**WHAT THIS TASK INVOLVES:**
Please quote exactly the lines below from the line containing "Each <instance> block" to the line containing "positive clicks: (814, 125)", both lines included, and nothing else.

:: MATERIALS PROVIDED

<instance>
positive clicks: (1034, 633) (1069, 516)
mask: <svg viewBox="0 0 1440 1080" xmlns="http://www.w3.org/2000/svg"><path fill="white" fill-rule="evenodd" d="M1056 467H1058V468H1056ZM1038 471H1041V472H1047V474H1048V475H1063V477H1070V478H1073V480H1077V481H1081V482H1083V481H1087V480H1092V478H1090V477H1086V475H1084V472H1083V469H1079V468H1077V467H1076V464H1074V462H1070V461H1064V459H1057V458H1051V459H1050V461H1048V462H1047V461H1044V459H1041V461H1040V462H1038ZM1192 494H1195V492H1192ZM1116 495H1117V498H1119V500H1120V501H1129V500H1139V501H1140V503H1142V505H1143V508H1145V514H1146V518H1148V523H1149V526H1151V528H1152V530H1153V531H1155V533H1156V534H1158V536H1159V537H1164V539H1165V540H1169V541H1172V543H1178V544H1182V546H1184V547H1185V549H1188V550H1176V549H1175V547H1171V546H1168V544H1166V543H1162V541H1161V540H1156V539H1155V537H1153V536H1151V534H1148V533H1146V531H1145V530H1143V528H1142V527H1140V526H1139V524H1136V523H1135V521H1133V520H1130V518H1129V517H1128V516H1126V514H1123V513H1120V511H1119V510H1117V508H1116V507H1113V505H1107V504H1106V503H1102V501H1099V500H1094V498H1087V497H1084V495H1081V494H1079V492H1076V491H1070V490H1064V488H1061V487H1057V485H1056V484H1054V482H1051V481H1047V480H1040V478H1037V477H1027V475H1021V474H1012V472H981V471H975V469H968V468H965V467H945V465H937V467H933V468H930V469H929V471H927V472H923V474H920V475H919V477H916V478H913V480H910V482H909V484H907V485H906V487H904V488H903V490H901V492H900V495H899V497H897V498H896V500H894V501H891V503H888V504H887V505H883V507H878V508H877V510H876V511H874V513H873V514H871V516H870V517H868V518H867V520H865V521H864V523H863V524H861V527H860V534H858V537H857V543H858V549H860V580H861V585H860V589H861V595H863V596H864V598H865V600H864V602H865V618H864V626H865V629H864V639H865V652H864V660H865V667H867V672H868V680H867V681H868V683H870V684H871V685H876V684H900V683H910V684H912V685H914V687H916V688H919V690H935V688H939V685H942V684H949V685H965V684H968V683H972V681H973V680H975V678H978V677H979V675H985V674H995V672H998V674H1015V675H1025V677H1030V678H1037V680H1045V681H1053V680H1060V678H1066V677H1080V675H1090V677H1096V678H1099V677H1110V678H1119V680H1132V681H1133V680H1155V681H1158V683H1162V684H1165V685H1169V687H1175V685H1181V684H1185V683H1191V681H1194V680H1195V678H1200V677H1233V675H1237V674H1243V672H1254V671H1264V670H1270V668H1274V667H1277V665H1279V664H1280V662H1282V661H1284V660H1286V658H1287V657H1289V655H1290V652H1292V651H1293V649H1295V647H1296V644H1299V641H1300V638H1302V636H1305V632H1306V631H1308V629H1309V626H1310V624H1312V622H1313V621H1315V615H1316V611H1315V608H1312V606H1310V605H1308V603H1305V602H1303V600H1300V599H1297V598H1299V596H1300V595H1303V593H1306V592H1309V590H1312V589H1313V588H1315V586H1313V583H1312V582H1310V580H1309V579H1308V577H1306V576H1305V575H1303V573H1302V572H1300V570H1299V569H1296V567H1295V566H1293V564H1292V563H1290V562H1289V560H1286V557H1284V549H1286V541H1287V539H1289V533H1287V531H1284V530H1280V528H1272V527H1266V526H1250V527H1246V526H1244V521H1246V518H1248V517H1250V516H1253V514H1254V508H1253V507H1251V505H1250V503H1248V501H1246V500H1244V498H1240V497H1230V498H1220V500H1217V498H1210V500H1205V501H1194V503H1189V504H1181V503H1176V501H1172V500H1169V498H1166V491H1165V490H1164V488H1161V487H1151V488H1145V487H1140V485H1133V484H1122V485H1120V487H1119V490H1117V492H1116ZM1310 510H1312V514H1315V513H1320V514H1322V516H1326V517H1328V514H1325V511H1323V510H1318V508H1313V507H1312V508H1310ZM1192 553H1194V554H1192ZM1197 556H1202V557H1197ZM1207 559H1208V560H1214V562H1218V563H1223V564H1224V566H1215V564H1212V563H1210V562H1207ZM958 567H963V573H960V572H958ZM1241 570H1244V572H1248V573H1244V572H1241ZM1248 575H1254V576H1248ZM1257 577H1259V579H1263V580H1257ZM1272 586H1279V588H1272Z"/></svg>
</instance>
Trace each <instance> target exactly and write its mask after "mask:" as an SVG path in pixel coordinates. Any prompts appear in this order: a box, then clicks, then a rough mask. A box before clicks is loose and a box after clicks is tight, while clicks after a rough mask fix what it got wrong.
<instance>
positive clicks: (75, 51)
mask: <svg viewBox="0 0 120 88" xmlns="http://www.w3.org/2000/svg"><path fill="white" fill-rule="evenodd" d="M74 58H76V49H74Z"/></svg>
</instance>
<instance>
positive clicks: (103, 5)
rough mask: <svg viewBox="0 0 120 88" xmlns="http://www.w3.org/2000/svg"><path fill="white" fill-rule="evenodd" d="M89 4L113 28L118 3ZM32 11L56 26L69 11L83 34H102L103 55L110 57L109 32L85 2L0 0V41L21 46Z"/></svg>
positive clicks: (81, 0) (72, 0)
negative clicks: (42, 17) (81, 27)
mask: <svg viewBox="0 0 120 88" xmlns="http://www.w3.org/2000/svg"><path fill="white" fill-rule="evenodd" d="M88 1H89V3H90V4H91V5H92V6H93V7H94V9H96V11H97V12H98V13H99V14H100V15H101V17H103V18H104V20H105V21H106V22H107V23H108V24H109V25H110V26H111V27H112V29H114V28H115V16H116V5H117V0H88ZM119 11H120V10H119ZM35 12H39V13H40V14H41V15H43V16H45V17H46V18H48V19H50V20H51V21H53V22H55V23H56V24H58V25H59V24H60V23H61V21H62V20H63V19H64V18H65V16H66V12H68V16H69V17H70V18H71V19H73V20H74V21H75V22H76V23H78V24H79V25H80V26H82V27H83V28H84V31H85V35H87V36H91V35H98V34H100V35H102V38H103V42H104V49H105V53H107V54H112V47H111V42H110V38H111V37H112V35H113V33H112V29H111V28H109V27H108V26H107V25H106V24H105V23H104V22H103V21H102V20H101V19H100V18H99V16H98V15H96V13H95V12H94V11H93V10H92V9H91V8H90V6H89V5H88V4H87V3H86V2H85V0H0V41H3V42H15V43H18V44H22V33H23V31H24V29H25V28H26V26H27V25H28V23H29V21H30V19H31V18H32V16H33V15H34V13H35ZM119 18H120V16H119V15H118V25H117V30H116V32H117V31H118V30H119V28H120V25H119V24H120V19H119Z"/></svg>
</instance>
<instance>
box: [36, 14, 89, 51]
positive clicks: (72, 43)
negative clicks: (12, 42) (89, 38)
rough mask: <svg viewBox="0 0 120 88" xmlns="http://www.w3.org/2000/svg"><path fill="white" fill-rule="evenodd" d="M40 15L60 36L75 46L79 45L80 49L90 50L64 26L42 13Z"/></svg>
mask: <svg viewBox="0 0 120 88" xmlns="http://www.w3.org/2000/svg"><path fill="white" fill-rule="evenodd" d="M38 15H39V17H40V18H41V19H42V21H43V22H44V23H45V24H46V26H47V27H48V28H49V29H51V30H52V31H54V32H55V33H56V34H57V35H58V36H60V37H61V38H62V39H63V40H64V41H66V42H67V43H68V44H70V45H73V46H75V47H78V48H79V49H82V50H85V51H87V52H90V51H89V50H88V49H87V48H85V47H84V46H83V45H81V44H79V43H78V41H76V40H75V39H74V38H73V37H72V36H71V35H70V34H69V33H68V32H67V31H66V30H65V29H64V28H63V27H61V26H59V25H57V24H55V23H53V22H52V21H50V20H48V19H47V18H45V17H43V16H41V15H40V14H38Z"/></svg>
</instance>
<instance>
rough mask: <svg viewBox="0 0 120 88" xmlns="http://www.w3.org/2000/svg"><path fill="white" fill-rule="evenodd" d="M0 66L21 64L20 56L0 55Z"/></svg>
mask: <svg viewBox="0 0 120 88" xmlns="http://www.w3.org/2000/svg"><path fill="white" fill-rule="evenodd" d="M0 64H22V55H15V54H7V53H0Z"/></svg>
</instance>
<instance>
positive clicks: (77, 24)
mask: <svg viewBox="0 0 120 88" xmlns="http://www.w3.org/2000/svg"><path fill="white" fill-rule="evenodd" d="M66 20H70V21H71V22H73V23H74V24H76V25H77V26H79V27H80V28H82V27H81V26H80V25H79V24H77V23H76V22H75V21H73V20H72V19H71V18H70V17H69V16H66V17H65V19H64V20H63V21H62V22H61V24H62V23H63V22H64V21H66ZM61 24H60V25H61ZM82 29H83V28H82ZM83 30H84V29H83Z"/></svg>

::::
:: MATERIALS PROVIDED

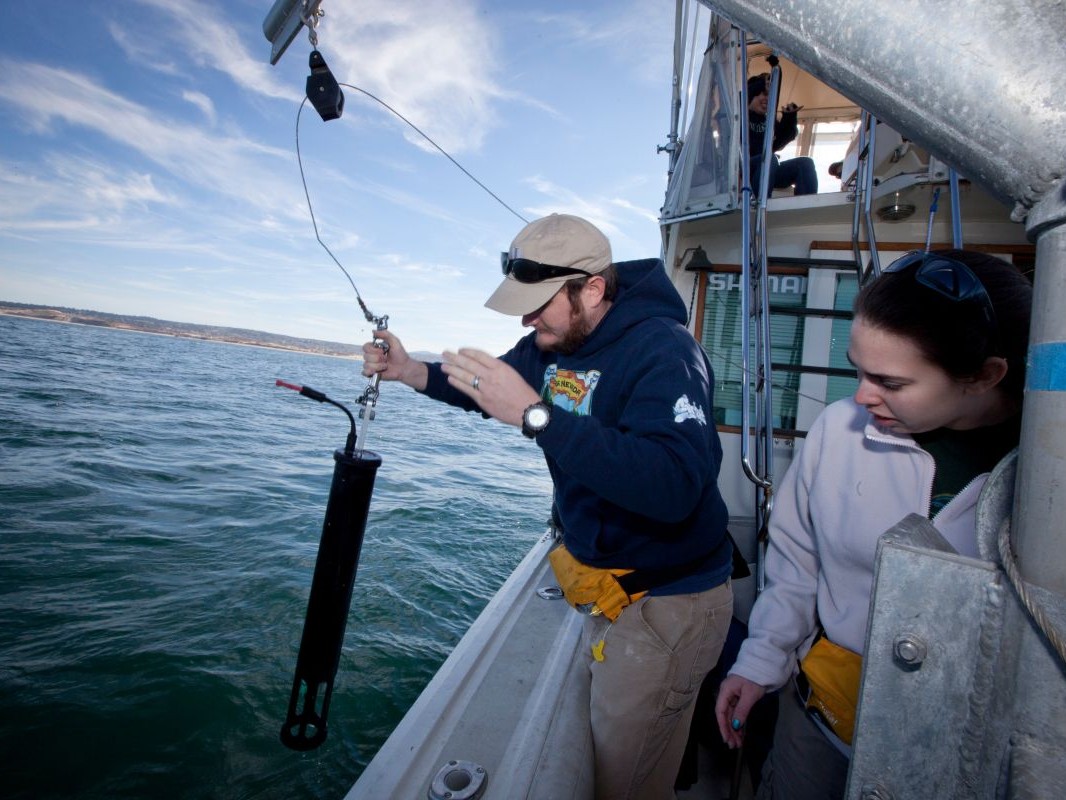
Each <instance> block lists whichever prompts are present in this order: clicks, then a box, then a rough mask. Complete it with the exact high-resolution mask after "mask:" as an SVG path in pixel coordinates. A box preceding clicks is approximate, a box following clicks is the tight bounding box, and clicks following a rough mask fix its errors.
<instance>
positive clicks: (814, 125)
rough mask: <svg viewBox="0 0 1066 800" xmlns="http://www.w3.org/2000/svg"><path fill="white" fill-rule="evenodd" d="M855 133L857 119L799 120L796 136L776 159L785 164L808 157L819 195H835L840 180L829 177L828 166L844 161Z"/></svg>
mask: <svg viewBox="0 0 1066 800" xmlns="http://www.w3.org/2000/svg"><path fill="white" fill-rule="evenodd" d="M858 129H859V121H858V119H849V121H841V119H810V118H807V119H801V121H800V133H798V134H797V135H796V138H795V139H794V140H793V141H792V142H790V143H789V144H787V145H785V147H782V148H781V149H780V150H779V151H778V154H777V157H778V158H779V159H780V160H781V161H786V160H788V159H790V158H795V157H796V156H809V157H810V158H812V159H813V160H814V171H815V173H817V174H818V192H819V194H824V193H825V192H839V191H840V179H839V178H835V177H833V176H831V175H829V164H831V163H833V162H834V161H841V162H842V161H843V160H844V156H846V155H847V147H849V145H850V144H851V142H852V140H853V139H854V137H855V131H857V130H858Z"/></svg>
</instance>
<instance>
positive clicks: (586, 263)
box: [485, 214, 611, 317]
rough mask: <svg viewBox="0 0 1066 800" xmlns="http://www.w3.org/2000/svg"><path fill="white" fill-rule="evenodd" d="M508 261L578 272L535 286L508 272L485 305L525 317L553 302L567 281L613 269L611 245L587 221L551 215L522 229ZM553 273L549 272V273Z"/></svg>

::::

**YOUR RESPONSE:**
Each <instance> block lists whichever prompts are present in this order: clicks, then a box, then a rough mask. Complete it with the exact high-resolution mask after "mask:" as an SVG path in pixel coordinates. A box preceding clicks is approximate, a box following clicks is the tight bounding box, and clicks following a rough mask fix its errors.
<instance>
positive clicks: (814, 125)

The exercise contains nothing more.